* Given passage *
▽

The first, by a chat-room discussant called Saurabh, also objected to my "attempts to build up Pathan as the star of the Indian victory". He felt I was echoing Imran Khan's statements "downplaying India's team effort" and felt the problem lay in Pakistanis' "inability to believe they can be beaten fair and square by India (unless of course it is Muslims who are responsible for their defeat)". I shall forebear from commenting on this piece on social psychology except to say that I do not share it. But Saurabh then went on to hail Bal Thackeray's comments reacting to what he called "Zaheer Khan's nice putdown of his Pakistani interviewer". (Zaheer had, I understand, retorted to a question about how he felt as a Muslim playing for India by pointing out that it was his country, he had grown up there, and it had made him who he was.) Thackeray, Saurabh explained, "immediately endorsed him as a `true Indian Muslim'. That runs contrary to Tharoor's script of the Hindu Right as being unprepared to accept an Indian Muslim as Indian."

Now this takes me aback a bit. I had thought Thackeray's comment nauseatingly patronising, the equivalent of an anti-Semite bestowing the label of "good Jew". Are we now, in the enlightened first decade of the 21st Century, to accept the notion that the leader of a Hindu-chauvinist political party is entitled to certify who is, or is not, a "true Indian Muslim"? The notion is as offensive as it is unsustainable. I admire Zaheer's forthright defence of his birthright no less than Thackeray does. But my point is precisely that an Indian Muslim should be free to define his Muslimness as he sees fit (in Irfan's case, with overt expressions of his piety, hardly surprising in a muezzin's son) without in any way diminishing his claim to Indianness. An Indian Muslim is simply that: an Indian and a Muslim. It is not for Mr. Thackeray and his ilk to determine what makes him a "true Indian Muslim".

△

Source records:
▽

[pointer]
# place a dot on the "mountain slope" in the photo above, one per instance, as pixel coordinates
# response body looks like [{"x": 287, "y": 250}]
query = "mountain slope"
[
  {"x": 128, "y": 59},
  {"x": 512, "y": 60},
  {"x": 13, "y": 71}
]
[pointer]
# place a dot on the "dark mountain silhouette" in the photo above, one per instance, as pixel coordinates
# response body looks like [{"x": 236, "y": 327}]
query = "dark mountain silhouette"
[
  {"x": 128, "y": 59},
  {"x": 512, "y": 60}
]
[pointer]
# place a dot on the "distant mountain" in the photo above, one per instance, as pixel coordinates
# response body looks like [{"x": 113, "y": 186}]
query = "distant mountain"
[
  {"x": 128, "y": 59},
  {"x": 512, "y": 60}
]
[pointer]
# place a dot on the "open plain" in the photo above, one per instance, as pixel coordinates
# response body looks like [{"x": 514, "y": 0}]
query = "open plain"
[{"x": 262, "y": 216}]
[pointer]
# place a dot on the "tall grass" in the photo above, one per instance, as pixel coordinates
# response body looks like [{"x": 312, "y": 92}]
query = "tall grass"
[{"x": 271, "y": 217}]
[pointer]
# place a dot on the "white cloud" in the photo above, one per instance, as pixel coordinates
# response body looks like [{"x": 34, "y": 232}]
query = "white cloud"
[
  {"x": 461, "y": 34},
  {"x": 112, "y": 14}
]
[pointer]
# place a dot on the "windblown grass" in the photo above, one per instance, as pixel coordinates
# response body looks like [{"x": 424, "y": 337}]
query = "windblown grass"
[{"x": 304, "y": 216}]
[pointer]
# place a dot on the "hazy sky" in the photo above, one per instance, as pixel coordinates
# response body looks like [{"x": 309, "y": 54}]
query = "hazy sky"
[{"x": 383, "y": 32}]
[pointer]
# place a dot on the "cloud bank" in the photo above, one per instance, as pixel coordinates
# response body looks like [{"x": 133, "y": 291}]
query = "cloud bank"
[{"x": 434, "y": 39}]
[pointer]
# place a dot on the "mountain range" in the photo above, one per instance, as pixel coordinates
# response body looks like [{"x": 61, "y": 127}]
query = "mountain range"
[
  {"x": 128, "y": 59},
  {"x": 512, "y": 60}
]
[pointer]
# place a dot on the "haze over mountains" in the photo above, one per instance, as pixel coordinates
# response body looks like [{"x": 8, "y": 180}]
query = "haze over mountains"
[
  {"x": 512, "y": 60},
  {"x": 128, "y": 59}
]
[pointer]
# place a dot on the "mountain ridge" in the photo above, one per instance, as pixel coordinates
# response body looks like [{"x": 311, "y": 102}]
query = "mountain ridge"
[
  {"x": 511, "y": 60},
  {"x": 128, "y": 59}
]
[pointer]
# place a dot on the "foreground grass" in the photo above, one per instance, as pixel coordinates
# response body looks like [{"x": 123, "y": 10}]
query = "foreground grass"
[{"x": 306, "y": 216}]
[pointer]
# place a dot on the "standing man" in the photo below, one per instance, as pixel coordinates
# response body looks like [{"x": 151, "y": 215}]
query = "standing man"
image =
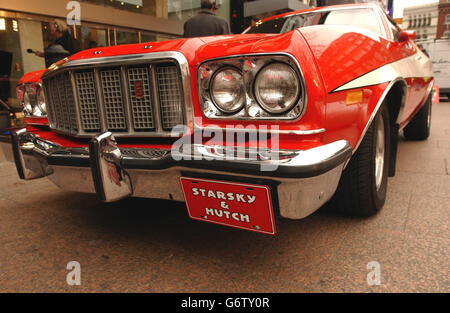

△

Retype the whole passage about Thackeray and the "true Indian Muslim" label, word for word. The lines above play no part in what comes next.

* Expected output *
The first, by a chat-room discussant called Saurabh, also objected to my "attempts to build up Pathan as the star of the Indian victory". He felt I was echoing Imran Khan's statements "downplaying India's team effort" and felt the problem lay in Pakistanis' "inability to believe they can be beaten fair and square by India (unless of course it is Muslims who are responsible for their defeat)". I shall forebear from commenting on this piece on social psychology except to say that I do not share it. But Saurabh then went on to hail Bal Thackeray's comments reacting to what he called "Zaheer Khan's nice putdown of his Pakistani interviewer". (Zaheer had, I understand, retorted to a question about how he felt as a Muslim playing for India by pointing out that it was his country, he had grown up there, and it had made him who he was.) Thackeray, Saurabh explained, "immediately endorsed him as a `true Indian Muslim'. That runs contrary to Tharoor's script of the Hindu Right as being unprepared to accept an Indian Muslim as Indian."

Now this takes me aback a bit. I had thought Thackeray's comment nauseatingly patronising, the equivalent of an anti-Semite bestowing the label of "good Jew". Are we now, in the enlightened first decade of the 21st Century, to accept the notion that the leader of a Hindu-chauvinist political party is entitled to certify who is, or is not, a "true Indian Muslim"? The notion is as offensive as it is unsustainable. I admire Zaheer's forthright defence of his birthright no less than Thackeray does. But my point is precisely that an Indian Muslim should be free to define his Muslimness as he sees fit (in Irfan's case, with overt expressions of his piety, hardly surprising in a muezzin's son) without in any way diminishing his claim to Indianness. An Indian Muslim is simply that: an Indian and a Muslim. It is not for Mr. Thackeray and his ilk to determine what makes him a "true Indian Muslim".